REQUEST — Swap every occurrence of "Note to the class" for "Instruction" throughout the rows below, leaving everything else unchanged. Reproduce all the rows with that replacement, but omit the pictures.

Lines of data:

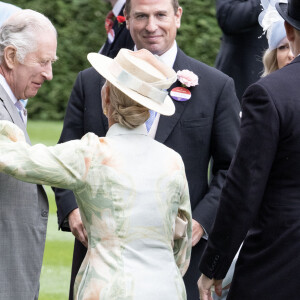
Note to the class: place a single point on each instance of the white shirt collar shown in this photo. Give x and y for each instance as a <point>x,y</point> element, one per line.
<point>168,57</point>
<point>118,7</point>
<point>7,89</point>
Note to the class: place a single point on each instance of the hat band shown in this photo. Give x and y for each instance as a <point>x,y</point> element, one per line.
<point>137,85</point>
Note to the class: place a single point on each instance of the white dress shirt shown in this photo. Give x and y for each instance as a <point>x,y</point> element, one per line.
<point>168,58</point>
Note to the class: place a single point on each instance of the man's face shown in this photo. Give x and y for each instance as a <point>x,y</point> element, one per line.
<point>153,24</point>
<point>26,78</point>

EXERCISE OUTPUT —
Instruction: place a single point on each instance of the white shirt collar shown in this photo. Give x and y for each instance as a <point>x,y</point> element, one per line.
<point>168,57</point>
<point>118,7</point>
<point>7,89</point>
Instruction: place a single point on each instance of the hat band shown in this photo. Give x and y for each instance as a <point>x,y</point> element, one per line.
<point>137,85</point>
Instruction: place a single point on each instance of the white dress shirt shown in this photo. Give x and y for each instance as a <point>x,y</point> element, one per line.
<point>168,58</point>
Instruction: place a single point on each instance of the man's face shown in this photo. Give x and y for each instance as a <point>x,y</point> element, one per line.
<point>153,24</point>
<point>26,78</point>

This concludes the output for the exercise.